** Work to do **
Every line from the one containing "Locate every instance of the advertising" to the final line of the material below must be reproduced exactly; leave out all other lines.

Position identification records:
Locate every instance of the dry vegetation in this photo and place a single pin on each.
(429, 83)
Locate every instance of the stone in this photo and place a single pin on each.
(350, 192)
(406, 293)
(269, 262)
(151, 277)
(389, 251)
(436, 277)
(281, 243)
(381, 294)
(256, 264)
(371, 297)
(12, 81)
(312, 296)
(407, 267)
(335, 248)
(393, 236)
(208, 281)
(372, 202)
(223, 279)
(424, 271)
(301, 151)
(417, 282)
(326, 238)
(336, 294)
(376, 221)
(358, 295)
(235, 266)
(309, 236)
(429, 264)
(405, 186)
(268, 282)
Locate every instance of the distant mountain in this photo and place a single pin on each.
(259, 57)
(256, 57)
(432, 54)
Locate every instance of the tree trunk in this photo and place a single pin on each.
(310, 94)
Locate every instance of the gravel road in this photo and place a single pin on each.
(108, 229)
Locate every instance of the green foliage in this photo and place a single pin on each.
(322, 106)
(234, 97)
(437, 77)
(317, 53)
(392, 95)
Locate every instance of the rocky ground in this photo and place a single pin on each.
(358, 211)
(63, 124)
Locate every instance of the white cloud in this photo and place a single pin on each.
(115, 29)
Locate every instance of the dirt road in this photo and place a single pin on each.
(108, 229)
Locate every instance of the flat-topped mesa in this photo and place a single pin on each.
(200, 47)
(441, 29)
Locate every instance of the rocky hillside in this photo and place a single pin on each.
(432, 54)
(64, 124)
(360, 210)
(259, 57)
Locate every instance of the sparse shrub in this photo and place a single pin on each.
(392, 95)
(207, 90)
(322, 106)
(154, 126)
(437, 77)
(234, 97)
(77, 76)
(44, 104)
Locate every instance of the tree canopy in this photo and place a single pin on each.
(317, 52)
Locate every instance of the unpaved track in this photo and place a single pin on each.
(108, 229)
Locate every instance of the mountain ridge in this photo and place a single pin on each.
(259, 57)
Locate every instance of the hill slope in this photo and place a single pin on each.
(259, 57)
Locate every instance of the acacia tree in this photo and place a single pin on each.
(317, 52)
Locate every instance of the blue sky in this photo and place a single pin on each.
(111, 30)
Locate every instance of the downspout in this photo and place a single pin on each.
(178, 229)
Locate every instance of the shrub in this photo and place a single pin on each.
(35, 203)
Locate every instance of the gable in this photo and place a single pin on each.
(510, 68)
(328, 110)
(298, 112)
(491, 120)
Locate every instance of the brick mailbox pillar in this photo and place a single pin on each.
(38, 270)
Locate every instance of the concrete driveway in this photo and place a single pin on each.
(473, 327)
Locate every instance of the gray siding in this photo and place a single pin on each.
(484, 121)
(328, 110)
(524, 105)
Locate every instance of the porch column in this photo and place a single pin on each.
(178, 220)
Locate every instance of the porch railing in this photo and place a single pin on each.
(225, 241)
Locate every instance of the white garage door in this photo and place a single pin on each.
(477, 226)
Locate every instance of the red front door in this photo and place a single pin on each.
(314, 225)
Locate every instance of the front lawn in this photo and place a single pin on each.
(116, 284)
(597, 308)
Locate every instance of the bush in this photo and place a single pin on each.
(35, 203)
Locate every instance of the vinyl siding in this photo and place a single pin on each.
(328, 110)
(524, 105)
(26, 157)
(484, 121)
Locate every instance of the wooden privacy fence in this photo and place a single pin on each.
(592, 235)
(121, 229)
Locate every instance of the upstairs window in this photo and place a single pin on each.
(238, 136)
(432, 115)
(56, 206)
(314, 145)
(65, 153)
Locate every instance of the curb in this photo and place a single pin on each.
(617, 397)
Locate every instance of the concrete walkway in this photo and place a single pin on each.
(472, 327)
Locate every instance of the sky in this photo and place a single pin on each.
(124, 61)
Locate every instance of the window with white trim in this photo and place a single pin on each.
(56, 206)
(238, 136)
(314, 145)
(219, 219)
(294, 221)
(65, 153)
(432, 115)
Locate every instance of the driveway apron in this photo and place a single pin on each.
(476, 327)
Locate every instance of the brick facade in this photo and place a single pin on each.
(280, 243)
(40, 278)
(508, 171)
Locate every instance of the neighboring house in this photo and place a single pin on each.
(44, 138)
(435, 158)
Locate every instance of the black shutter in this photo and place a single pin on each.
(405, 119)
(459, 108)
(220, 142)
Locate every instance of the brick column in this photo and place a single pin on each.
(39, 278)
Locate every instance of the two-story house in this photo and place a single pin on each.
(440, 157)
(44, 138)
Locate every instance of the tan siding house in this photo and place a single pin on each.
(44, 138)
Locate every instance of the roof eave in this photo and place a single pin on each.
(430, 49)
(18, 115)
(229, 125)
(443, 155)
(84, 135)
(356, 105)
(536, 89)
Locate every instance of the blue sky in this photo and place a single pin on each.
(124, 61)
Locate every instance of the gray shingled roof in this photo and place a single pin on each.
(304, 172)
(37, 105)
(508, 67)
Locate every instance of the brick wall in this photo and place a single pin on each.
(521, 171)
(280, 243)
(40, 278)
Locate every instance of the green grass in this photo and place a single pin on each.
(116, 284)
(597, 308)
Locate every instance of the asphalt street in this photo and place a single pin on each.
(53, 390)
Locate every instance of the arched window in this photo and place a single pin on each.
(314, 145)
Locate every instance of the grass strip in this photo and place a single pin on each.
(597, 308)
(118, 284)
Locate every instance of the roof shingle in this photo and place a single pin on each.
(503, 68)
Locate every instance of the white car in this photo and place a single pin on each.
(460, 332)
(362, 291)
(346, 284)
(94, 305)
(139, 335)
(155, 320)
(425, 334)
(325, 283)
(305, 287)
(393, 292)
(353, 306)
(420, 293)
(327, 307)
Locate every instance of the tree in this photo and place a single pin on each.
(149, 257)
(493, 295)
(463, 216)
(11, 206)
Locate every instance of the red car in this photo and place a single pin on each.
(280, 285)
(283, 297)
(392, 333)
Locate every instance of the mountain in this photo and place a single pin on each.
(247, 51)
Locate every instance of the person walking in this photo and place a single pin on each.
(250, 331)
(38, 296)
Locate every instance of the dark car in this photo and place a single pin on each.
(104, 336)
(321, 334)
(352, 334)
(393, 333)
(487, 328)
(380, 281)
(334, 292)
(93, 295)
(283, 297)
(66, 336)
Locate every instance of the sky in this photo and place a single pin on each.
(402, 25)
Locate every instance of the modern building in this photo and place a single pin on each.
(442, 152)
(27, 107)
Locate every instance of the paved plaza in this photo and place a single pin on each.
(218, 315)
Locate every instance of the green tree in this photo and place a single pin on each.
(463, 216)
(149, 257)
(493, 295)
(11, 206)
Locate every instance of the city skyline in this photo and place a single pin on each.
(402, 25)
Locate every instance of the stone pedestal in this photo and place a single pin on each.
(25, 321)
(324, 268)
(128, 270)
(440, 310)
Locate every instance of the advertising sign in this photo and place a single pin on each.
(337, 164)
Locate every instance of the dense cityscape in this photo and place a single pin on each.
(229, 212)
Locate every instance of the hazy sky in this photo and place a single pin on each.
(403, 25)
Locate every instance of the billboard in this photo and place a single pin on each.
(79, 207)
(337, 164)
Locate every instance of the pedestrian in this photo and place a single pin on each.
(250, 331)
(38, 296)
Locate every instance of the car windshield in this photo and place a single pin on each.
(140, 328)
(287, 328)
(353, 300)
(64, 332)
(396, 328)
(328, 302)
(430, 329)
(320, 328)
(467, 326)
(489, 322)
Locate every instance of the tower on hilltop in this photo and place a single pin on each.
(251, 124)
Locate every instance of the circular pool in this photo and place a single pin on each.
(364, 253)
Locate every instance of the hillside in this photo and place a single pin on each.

** Exercise solution **
Locate every instance of the advertising sign in this photo and place a single pin on each.
(337, 164)
Locate every instance of the dense cityscape in this photo and place a single pin on each.
(229, 212)
Locate every instance of the hazy sky in this photo and place a single pin on each.
(403, 25)
Locate every instance of the billboard in this photo and place a single pin on each.
(79, 207)
(337, 164)
Locate every instance of the pedestrian in this photo and place a single pin on each.
(250, 331)
(38, 296)
Locate every instance of the car windshield in this photo and place a single pin on each.
(140, 328)
(287, 328)
(353, 300)
(64, 332)
(396, 328)
(328, 302)
(430, 329)
(320, 328)
(467, 326)
(489, 322)
Locate every instance of the tower on hilltop in this photo and place a single pin on each.
(251, 124)
Locate every instance of the circular pool in this photo and place a single pin on each.
(364, 253)
Locate every instance of the hillside in this photo and place a single pin on each.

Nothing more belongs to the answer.